» **Stored rows**:
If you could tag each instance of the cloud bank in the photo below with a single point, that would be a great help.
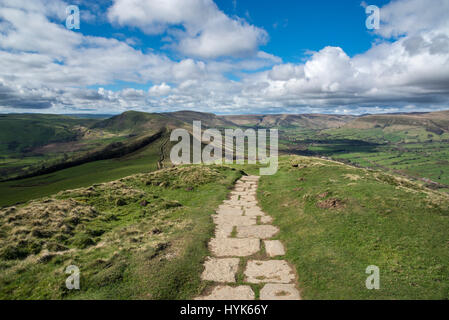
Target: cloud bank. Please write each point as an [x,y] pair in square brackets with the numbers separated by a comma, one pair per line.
[46,67]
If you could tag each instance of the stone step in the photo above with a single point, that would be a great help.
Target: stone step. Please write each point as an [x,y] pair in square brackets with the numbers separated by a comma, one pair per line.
[230,293]
[274,248]
[271,271]
[264,231]
[233,247]
[220,270]
[278,291]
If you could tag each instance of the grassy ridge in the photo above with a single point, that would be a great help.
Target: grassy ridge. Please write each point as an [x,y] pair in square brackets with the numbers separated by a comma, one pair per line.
[142,237]
[145,160]
[336,220]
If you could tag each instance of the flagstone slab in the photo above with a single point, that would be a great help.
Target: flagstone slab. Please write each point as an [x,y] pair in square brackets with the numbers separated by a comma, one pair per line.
[234,220]
[220,270]
[274,248]
[266,219]
[230,293]
[233,247]
[223,231]
[257,231]
[228,210]
[271,271]
[277,291]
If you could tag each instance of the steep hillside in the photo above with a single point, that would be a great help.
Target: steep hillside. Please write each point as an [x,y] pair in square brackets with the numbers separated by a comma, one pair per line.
[336,220]
[135,123]
[303,121]
[141,237]
[209,120]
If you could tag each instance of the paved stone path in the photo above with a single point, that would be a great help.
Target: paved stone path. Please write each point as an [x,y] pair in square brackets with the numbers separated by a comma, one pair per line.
[242,232]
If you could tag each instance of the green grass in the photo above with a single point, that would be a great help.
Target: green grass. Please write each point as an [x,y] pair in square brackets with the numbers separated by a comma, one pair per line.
[80,176]
[379,220]
[143,237]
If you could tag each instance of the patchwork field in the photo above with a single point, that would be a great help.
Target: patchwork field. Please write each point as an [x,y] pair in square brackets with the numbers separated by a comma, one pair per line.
[336,220]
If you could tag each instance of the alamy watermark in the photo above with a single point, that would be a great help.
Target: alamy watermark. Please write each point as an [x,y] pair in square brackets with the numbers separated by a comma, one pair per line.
[373,280]
[73,17]
[72,281]
[238,146]
[373,19]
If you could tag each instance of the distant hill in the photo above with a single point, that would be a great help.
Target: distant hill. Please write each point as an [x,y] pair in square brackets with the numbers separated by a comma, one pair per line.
[435,122]
[304,121]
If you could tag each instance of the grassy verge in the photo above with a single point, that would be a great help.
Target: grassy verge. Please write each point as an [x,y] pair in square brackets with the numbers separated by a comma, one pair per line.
[80,176]
[336,220]
[141,237]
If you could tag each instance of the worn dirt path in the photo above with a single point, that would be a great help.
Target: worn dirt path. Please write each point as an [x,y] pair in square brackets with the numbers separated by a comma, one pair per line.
[241,249]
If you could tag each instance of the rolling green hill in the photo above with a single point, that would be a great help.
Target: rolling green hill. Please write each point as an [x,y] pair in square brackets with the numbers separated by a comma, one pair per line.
[334,219]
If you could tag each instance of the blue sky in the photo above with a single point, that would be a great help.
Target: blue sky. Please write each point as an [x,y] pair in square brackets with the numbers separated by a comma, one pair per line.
[224,56]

» **Exercise requirements**: Output a faithful copy of the data, with each picture left out.

» **Complete answer**:
If you could tag each instance of the cloud bank in the photo below with a single point, that would be a great help.
Target: cloud bank. Please write each point as an [x,y] pair in square brackets with the numbers separated by a comma, one pair per line.
[46,67]
If you could tag each instance of the stone step in the photo above with a single point, that would be a great help.
Target: stone step. Please write each point as an [x,y] pair in square brackets with the numbers separated by a comma, one pair per line.
[230,293]
[274,248]
[271,271]
[264,231]
[233,247]
[220,270]
[278,291]
If you could tag each instance of the grassy ridge in the photo above with a single point, that would be a great help.
Target: grassy ridge. Please write each point as an [x,y] pair in square brackets with the numbers separated by a comma, one pair per line.
[142,237]
[145,160]
[336,220]
If you could tag each instance of the flagstone slab in the photo above with a single point, that would be a great help.
Target: flagstone slab. Please write each point as an [x,y] pair in square brackets with the numbers separated by a comma, one pair per line.
[234,220]
[220,270]
[274,248]
[266,219]
[230,293]
[233,247]
[223,231]
[257,231]
[228,210]
[271,271]
[277,291]
If you could tag each instance of the steep hillside in the photo above with a single point, that would be a great help.
Target: steep hillside. Please write each point as an [x,y] pair in square brackets with the numbers separated by a comma, one pair per line.
[336,220]
[135,123]
[303,121]
[141,237]
[209,120]
If you could tag each instance of the paved stone path in the photo above with a single point, that would be a great help.
Target: paved stone path. Please write each point as an [x,y] pair in square brackets with the numbers separated by a comma, one pair per line.
[242,232]
If you could tag each instance of the green grass in the photo above with a single point, that would be a great help.
Target: green grass. Please write each point as an [x,y] pair in square brackets with the numbers separated by a comma, one pair per line.
[80,176]
[379,220]
[143,237]
If you could tag each instance of the patchwork field in the photo above with a single point, that would be a great help.
Target: patchwork field. Please write each point as an [x,y] pair in square brackets with the numbers separated by a comma, one pair per line.
[336,220]
If you could tag each instance of the alamy watermark in the photo above with a single point, that would be a great help.
Target: alamy watermark. Please write each point as an [x,y] pair in square brackets with the numbers separated by a comma, one pair per line.
[373,280]
[73,17]
[72,281]
[238,146]
[373,19]
If you could tag each instance of the distant hill in the photo above with a single point, that would be a great help.
Target: distant hill. Please write each point as an [x,y] pair in square brackets with the numbers separated by a comma, one pair per line.
[435,122]
[304,121]
If you could tag each instance of the grassy verge in the photo above with a single point, that would be a great help.
Target: grassy verge. Please write each point as an [x,y] pair in square brackets with the numbers separated by a comma, one pair per line.
[80,176]
[336,220]
[141,237]
If you could tag each instance of the worn dirt path in the photo above with a single point, that would be a great help.
Target: worn dirt path. Please write each point as an [x,y] pair in square brackets with the numbers separated by a comma, one pair per line.
[241,249]
If you could tag each instance of the rolling green hill in the photo above with a single point, that would be a great help.
Target: rolling green hill. Please write each point as an [x,y] pair in square brackets with the numbers separated by a comma, one pair per line.
[334,219]
If you could tag each instance of the blue sky in the photo above with a single point, that would be a great help.
Target: blue sky. Please write each point as an [x,y] pair in square brackets with the numbers separated by a comma, one pair per line.
[224,56]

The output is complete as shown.